═══ Provided data ═══
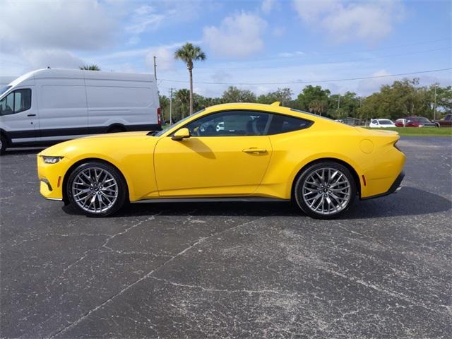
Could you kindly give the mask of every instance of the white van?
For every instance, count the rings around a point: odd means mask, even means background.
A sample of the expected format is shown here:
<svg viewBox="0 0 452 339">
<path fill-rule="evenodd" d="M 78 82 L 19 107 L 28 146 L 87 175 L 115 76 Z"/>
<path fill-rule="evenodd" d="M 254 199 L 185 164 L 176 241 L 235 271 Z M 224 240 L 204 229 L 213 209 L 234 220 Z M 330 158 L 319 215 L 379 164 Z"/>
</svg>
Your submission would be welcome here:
═══
═══ Provided data ═══
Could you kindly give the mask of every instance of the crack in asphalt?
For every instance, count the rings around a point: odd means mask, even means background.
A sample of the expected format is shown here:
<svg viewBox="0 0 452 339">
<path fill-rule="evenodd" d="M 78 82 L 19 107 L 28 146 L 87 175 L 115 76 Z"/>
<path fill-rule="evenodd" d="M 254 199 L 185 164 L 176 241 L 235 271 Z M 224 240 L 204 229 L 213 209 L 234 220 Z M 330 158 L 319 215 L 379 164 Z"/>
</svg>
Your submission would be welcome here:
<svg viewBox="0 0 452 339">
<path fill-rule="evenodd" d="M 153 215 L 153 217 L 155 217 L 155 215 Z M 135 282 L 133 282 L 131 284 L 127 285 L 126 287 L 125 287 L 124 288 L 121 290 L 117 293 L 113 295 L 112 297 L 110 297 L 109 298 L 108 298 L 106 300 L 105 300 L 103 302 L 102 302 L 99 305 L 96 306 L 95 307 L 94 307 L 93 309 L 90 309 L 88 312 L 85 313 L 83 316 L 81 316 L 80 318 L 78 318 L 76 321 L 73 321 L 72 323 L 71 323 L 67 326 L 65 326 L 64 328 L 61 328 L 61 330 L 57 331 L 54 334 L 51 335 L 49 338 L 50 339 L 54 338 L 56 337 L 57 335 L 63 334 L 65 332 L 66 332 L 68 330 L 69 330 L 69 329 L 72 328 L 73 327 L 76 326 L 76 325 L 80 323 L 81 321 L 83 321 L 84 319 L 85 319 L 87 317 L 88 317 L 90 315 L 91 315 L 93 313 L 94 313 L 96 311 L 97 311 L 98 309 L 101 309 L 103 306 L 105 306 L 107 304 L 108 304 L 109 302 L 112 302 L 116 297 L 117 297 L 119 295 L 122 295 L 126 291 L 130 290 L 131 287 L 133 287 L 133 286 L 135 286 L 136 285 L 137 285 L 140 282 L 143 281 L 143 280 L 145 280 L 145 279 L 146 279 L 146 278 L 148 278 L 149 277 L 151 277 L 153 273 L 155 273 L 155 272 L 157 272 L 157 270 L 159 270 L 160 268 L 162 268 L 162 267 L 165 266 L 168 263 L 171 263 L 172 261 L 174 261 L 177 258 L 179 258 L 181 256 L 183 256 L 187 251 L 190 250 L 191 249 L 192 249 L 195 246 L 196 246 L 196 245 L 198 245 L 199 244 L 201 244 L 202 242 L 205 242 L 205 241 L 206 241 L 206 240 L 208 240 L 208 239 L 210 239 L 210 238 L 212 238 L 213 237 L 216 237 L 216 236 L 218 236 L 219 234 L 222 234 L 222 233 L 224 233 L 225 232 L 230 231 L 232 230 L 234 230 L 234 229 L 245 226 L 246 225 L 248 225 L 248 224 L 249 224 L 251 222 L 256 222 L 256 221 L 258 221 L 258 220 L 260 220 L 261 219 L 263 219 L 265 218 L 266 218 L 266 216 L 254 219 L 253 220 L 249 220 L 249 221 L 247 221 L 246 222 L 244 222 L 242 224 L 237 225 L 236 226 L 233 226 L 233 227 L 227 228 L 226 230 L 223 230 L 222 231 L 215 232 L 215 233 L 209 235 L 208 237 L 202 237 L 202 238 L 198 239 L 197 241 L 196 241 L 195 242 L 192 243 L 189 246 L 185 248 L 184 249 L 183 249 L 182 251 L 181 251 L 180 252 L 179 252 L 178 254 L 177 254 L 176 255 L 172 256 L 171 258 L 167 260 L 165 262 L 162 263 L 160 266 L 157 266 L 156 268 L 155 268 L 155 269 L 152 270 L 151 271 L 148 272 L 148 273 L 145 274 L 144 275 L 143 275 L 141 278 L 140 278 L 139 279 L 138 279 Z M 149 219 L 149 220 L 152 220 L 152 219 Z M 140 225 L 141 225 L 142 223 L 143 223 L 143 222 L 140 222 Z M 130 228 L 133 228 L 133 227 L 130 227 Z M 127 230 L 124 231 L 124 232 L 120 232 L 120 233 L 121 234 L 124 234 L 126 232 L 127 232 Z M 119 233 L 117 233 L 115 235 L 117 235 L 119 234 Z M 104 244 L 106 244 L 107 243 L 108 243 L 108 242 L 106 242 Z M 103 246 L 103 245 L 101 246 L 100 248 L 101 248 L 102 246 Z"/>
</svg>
═══
### [Exercise requirements]
Report each line of the records that contains the word "kindly", copying the full line.

### [Output]
Could you kindly give the mask of every instance of the white van?
Could you kindly give the mask of every instance of the crack in asphalt?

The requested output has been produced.